**What is needed**
Put every line of the items below into a single numbered list, leaving out blank lines.
---------- Data shown ----------
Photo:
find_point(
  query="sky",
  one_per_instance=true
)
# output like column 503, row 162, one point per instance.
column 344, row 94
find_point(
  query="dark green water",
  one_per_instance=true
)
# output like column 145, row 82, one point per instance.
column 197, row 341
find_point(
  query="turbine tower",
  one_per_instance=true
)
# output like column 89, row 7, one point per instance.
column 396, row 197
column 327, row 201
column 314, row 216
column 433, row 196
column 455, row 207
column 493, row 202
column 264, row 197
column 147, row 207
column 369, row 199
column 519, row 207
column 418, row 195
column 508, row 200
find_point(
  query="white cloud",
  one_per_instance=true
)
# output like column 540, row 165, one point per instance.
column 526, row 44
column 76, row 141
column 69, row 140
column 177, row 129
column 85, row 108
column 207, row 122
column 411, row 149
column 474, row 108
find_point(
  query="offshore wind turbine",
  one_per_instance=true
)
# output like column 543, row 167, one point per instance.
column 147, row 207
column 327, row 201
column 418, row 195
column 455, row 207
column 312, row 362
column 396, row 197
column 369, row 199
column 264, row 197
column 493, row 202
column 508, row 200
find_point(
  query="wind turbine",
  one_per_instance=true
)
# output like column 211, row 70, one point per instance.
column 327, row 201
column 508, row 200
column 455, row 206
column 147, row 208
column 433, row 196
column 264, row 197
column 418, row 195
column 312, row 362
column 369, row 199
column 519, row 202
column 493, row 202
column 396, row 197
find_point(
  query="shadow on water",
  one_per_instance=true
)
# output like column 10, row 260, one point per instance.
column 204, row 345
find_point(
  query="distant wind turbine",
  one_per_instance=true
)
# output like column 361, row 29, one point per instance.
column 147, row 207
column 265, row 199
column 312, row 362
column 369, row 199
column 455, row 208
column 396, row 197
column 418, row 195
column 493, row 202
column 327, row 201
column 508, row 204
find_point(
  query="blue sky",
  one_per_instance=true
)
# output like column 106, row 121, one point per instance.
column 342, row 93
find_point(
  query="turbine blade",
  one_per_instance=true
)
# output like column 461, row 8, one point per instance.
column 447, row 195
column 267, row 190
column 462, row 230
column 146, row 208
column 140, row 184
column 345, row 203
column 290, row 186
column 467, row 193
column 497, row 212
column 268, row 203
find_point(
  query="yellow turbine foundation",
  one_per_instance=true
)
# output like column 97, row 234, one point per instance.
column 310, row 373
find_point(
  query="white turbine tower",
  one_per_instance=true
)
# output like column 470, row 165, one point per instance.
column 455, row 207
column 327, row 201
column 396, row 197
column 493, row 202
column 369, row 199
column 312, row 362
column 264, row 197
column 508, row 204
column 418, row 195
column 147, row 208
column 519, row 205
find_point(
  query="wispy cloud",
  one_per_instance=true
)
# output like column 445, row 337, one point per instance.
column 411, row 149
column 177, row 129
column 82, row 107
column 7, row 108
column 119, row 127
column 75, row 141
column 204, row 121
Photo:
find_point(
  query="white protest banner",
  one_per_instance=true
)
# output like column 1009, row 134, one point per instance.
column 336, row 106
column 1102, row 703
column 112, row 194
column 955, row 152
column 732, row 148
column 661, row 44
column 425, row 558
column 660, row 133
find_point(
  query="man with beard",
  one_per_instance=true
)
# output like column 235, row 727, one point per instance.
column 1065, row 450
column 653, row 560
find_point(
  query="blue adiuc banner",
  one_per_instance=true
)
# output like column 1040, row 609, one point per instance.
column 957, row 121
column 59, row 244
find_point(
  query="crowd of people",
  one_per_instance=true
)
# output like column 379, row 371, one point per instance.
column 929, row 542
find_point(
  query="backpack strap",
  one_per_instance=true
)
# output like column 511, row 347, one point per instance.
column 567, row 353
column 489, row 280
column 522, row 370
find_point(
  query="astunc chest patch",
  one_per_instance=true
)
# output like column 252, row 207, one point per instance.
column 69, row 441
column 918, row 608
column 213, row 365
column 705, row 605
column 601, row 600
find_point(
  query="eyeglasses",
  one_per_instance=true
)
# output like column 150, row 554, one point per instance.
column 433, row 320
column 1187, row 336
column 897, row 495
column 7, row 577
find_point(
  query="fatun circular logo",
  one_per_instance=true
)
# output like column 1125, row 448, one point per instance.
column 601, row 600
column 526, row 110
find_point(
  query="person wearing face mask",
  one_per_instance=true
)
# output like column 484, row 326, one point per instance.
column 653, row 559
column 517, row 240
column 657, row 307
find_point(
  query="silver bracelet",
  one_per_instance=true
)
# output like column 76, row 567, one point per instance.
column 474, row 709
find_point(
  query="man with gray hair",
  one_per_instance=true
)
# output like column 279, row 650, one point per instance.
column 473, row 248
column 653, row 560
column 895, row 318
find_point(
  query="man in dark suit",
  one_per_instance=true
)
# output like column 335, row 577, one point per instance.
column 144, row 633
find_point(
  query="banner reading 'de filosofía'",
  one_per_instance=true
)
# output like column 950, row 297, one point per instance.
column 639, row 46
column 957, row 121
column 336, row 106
----------
**Task output**
1. Photo:
2. find_point(
3.   query="sky",
4.   one_per_instance=true
5. )
6. # output like column 503, row 162, one point per instance.
7. column 344, row 94
8. find_point(
9.   query="dark green water",
10.   one_per_instance=true
11. )
12. # output like column 145, row 82, one point per instance.
13. column 197, row 341
14. find_point(
15.   query="turbine tower",
16.   one_per_instance=true
17. )
18. # output like column 89, row 7, one point per instance.
19. column 396, row 197
20. column 327, row 201
21. column 314, row 216
22. column 433, row 196
23. column 455, row 207
24. column 493, row 202
25. column 264, row 197
26. column 147, row 207
27. column 369, row 199
28. column 519, row 207
29. column 418, row 195
30. column 508, row 200
31. find_point(
32.   query="white cloud",
33.   one_per_instance=true
34. )
35. # output like column 540, row 165, one point per instance.
36. column 526, row 44
37. column 76, row 141
38. column 69, row 140
39. column 177, row 129
40. column 85, row 108
41. column 207, row 122
42. column 411, row 149
43. column 474, row 108
44. find_point(
45.   query="offshore wind turbine",
46.   one_per_instance=true
47. )
48. # output like column 543, row 167, one point per instance.
49. column 147, row 207
50. column 327, row 201
51. column 418, row 195
52. column 455, row 207
53. column 312, row 362
54. column 396, row 197
55. column 369, row 199
56. column 264, row 197
57. column 493, row 202
58. column 508, row 200
59. find_point(
60.   query="wind turbine",
61.   one_per_instance=true
62. )
63. # output like column 211, row 70, one point per instance.
64. column 327, row 201
65. column 508, row 200
66. column 455, row 206
67. column 147, row 208
68. column 433, row 196
69. column 264, row 197
70. column 418, row 195
71. column 312, row 362
72. column 369, row 199
73. column 519, row 202
74. column 493, row 202
75. column 396, row 197
76. find_point(
77.   query="shadow on water",
78.   one_per_instance=true
79. )
80. # output like column 10, row 260, one point per instance.
81. column 204, row 345
82. find_point(
83.   query="distant wind turbine",
84.   one_per_instance=true
85. )
86. # output like column 361, row 29, one point per instance.
87. column 147, row 207
88. column 265, row 199
89. column 312, row 362
90. column 369, row 199
91. column 455, row 208
92. column 396, row 197
93. column 418, row 195
94. column 493, row 202
95. column 327, row 201
96. column 508, row 204
97. find_point(
98.   query="blue sky",
99.   one_per_instance=true
100. )
101. # output like column 106, row 121, one point per instance.
102. column 342, row 93
103. find_point(
104.   query="turbine blade",
105.   one_per_instance=true
106. )
107. # output like column 461, row 8, one point per instance.
108. column 447, row 195
109. column 267, row 190
110. column 462, row 230
111. column 146, row 208
112. column 140, row 184
113. column 345, row 203
114. column 290, row 186
115. column 467, row 193
116. column 497, row 212
117. column 268, row 203
118. find_point(
119.   query="yellow turbine foundation",
120.   one_per_instance=true
121. )
122. # output like column 97, row 234, one point per instance.
123. column 310, row 373
124. find_point(
125.   query="white turbine tower",
126.   one_per_instance=true
127. )
128. # output like column 470, row 165, one point per instance.
129. column 455, row 207
130. column 327, row 201
131. column 396, row 197
132. column 493, row 202
133. column 369, row 199
134. column 312, row 362
135. column 264, row 197
136. column 508, row 204
137. column 418, row 195
138. column 147, row 208
139. column 519, row 205
140. find_point(
141.   query="wispy cloud",
142.   one_per_instance=true
143. )
144. # output like column 445, row 337, one point per instance.
145. column 411, row 149
146. column 177, row 129
147. column 82, row 107
148. column 7, row 108
149. column 119, row 127
150. column 75, row 141
151. column 204, row 121
152. Photo:
153. find_point(
154.   query="white protest banner",
155.   one_per_instance=true
156. )
157. # output like column 1009, row 134, one point per instance.
158. column 336, row 106
159. column 1102, row 703
160. column 112, row 194
161. column 955, row 152
162. column 732, row 148
163. column 661, row 44
164. column 425, row 558
165. column 660, row 133
166. find_point(
167.   query="man with beard",
168.   one_per_instance=true
169. )
170. # output like column 235, row 727, one point per instance.
171. column 1065, row 450
172. column 653, row 560
173. find_point(
174.   query="blue adiuc banner",
175.   one_per_instance=true
176. )
177. # output like column 1040, row 609, one point per instance.
178. column 957, row 121
179. column 59, row 244
180. find_point(
181.   query="crowd of people",
182.   one_per_instance=true
183. )
184. # output like column 379, row 371, one point per instance.
185. column 929, row 542
186. find_point(
187.   query="backpack strap",
188.   one_per_instance=true
189. )
190. # output like column 511, row 347, one point per instance.
191. column 567, row 353
192. column 489, row 280
193. column 522, row 370
194. find_point(
195.   query="astunc chest patch",
196.   one_per_instance=true
197. )
198. # output like column 252, row 207, one point per instance.
199. column 69, row 441
200. column 918, row 608
201. column 213, row 365
202. column 705, row 605
203. column 601, row 600
204. find_point(
205.   query="eyeglasses",
206.   one_per_instance=true
207. )
208. # output like column 150, row 554, one point per instance.
209. column 433, row 320
210. column 1187, row 336
211. column 897, row 495
212. column 7, row 577
213. find_point(
214.   query="fatun circular logo",
215.   one_per_instance=true
216. )
217. # output like column 1125, row 448, one point per instance.
218. column 601, row 600
219. column 526, row 110
220. find_point(
221.   query="person wearing face mask",
222.   one_per_instance=true
223. )
224. # output like column 484, row 326, one point per instance.
225. column 653, row 559
226. column 517, row 240
227. column 657, row 307
228. find_point(
229.   query="silver bracelet",
230.   one_per_instance=true
231. )
232. # output like column 76, row 567, one point per instance.
233. column 474, row 709
234. find_point(
235.   query="man with gray hair",
236.   one_per_instance=true
237. )
238. # output like column 279, row 650, one point per instance.
239. column 473, row 248
240. column 653, row 560
241. column 895, row 318
242. find_point(
243.   query="man in dark suit",
244.   one_per_instance=true
245. )
246. # output like column 335, row 577, one point per instance.
247. column 144, row 633
248. find_point(
249.   query="banner reading 'de filosofía'",
250.   one_per_instance=true
251. )
252. # output like column 950, row 297, one point per instance.
253. column 639, row 46
254. column 957, row 121
255. column 336, row 106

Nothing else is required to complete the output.